━━━━━ Excerpt to read ━━━━━

First Hot Shot
Early during the Siege of Yorktown in October 1781 the French got the bold idea of heating solid cannonballs red hot and firing them at a ship. They succeeded by arcing at least three balls a mile away toward the HMS Charon, the 44-gun lead ship of Lord Cornwallis, anchored in front of what is now the Virginia Institute of Marine Science.
It miraculously hit the wooden deck and burned a hole through successive floors to reach the bilge where they kept the sails dry. Sparks set the boat ablaze into a spectacular explosion. Thus came into the lexicon the term “hot shot.” The tactic was rarely used because of the inherent danger of blowing up the cannon before it could launch. No such surprise awaits the Hermione, the Marquis de Lafayette’s replica frigate that was due at Yorktown in the summer of 2015.
Update: For years, underwater archaeologists had an impossible time finding exactly where the Charon sank. As the command ship of the British general, it offered unique historical appeal. Eventually side-scan sonar pinpointed the wreck. It lay only 23 feet down, but under 11 feet of mud. Funding by National Geographic led to a segment on the cable series “Drain.”
Andrea, Ashley and Jamie Kieffer of Shawnee, Kansas, reunited for a family vacation when their folks took all three sisters sailing near Williamsburg. Bridget and John Keiffer got to see the wonderful interaction of their three children. They have been separated by college, medical school and life as a grown-up.
The childhood memories of their playing together came to life in the banter on the bow of the boat as they huddled in conversation. This happy occasion occurred on the 76th birthday of my late middle sister Molly. We still miss her so. It was good to see these girls reunited.
Born sailors Evan and Carter Henley of Williamsburg proved natural-born. Their parents Judy and Ray took them cruising along the York River near Yorktown. The boys go to Williamsburg Christian Academy. As a result, lessons in reasoning and geometry came into play. We enjoyed a magnificent 10 mph wind that lasted for hours.

━━━━━ Material shown ━━━━━

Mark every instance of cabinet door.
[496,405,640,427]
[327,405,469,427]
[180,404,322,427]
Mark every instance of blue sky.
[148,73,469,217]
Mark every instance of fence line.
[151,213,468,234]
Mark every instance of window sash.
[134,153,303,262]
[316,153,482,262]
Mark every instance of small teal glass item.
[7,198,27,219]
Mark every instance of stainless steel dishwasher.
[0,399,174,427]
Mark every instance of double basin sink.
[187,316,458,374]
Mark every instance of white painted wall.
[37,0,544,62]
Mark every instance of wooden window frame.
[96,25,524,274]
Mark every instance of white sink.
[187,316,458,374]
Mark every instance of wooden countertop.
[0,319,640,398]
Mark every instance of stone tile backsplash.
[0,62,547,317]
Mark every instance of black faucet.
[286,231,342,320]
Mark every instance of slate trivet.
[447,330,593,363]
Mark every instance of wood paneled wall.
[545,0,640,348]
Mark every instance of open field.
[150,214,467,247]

━━━━━

Aim of the exercise> Extract the part of the piece on the first hot shot between "Andrea, Ashley and" and "these girls reunited.", inclusive, copying it word for word. The data excerpts are separate from the piece on the first hot shot.

Answer box>
Andrea, Ashley and Jamie Kieffer of Shawnee, Kansas, reunited for a family vacation when their folks took all three sisters sailing near Williamsburg. Bridget and John Keiffer got to see the wonderful interaction of their three children. They have been separated by college, medical school and life as a grown-up.
The childhood memories of their playing together came to life in the banter on the bow of the boat as they huddled in conversation. This happy occasion occurred on the 76th birthday of my late middle sister Molly. We still miss her so. It was good to see these girls reunited.